Отрывок:
________

Ощущение бессмысленности времяпрепровождения преследовало меня. В нашем отделе каждый копошился сам по себе. Я понятия не имела, какой наукой занималось в то время мое непосредственное начальство (судя по опубликованным ими позже статьям — никакой, но тогда я этого не знала). Мне давали время от времени какие-то поручения. Когда я о них потом рассказывала знакомым, никто не верил. Наверное, не поверите и вы, читатель, но я все равно расскажу. Даже то, как я узнала об одном из них, носило странный характер.
Однажды распахнулась дверь, и наша материально ответственная Лида возгласила:
— Татьяна, тебе весы привезли, иди принимай и расписывайся, — и добавила: — А вообще-то, пока грузчики не ушли, ты скажи, куда их поставить, они же особого места требуют.
— Какие весы? — спокойно спросила я, в абсолютной уверенности, что это меня не касается.
— Как какие? Николай Федорович сказал — тебе.
— Вам, вам, — подтвердил Н.Ф., замзавотделом, входя, — высочайшее распоряжение! Пока расписывайтесь, устанавливайте, а там и разберетесь.
Не прошло и получаса, как на самом массивном из всех столов в комнате действительно появились точнейшие аналитические весы. Красота и изящество их форм вместе с блестящим стеклянным футляром производили впечатление произведения искусства. Из описания следовало, что это прибор высшего класса точности среди себе подобных. Правда, там же было сказано, что установить их следует на специальном фундаменте и в помещении с постоянной температурой и влажностью. Связь с проблемами астрофизики из описания не просматривалась. Н.Ф. ушел, сказав, что завтра шеф сам все мне объяснит. Одна сотрудница, химик по образованию, которая недавно переквалифицировалась в астрофизики, поскольку ездить каждый день, живя в Пулково, на работу в город «от семьи, от детей» было невозможно, сказала мне, что не то что студентов-химиков, а даже и аспирантов у них на химфаке к таким весам подпускали с трудом. Но и она понятия не имела, для чего они здесь могут пригодиться. В конце концов наиболее осведомленным оказался молодой человек, чаще других общавшийся с профессором. Увидев весы, он сказал:
— А-а, эквивалентные ширины взвешивать будешь! — и поведал собравшимся давнюю идею шефа.

________

Фрагмент набора данных:

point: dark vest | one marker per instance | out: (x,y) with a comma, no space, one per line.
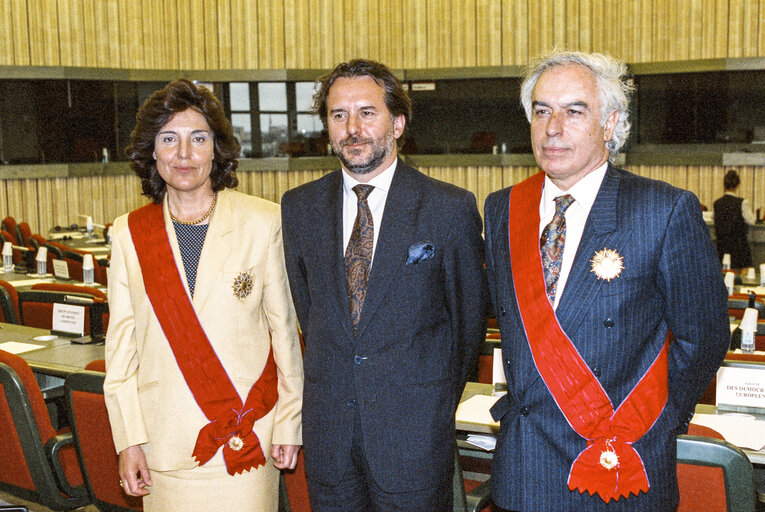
(731,231)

________

Что нужно сделать:
A. Кратко перескажите отрывок об аналитических весах в двух предложениях.
B. Допишите отрывок об аналитических весах, продолжив его после последней реплики.
Строки взяты из другого источника и с отрывком не связаны.

Ответы по заданиям:
A. Однажды материально ответственная Лида и замзавотделом Николай Федорович сообщили рассказчице, что ей привезли весы и она должна их принять и установить. Ни она, ни коллега-химик не понимали, зачем в отделе этот прибор высшего класса точности, пока молодой человек, чаще других общавшийся с профессором, не сказал, что на них будут взвешивать эквивалентные ширины, и не поведал собравшимся давнюю идею шефа.

B.
Здесь не обойтись без научного пояснения. Спектральная линия при записи спектра с помощью соответствующего прибора выглядит как колоколообразная кривая. Чем ярче, чем сильнее линия, тем больше площадь, ограниченная такой кривой. Поэтому эту площадь принято называть эквивалентной шириной. Это известно каждому первокурснику. Но при чем здесь весы?
Коллега сказал, что если площадь измерять не геометрическими способами, а вырезать контуры линий из плотной бумаги и потом эти кусочки взвешивать на весах, то будет гораздо точнее. Первая моя реакция — разыгрывают. Но оказалось, что все — чистая правда! Профессор выдал мне запись какого-то спектра с сотнями разных линий, велел перестроить все в увеличенном масштабе на плотной бумаге (выразив надежду, что я подойду творчески к выбору наиболее подходящего материала) и начать взвешивание.
— А чтобы увеличить точность, взвешивайте каждую линию несколько раз, — сказал он в заключение.
Таким образом началась моя экспериментальная работа в астрофизике. После университета даже средний студент, проделав множество лабораторных работ, прилично разбирался во всякого рода измерительных погрешностях. Чему-чему, а этому нас научили. Взвешивать кусочки с точностью до долей миллиграмма, вырезая их ножницами от руки?! Все мое существо противилось этой бессмысленной работе, а горестный вопрос: «Что, он не понимает этого, что ли?» — некому было задать. Даже моя однокурсница, которая работала в одном из астрометрических отделов, где на оценке ошибок собаку съели, сначала мне не поверила, а потом изрекла:
— Слушай, а вообще-то я слыхала, что ваш… немного того! — и посоветовала по-дружески: — Знаешь, они поручают что-нибудь, а потом сами забывают. Ты начни измерять немножко, может он или сам увидит, что бесполезно, или забудет.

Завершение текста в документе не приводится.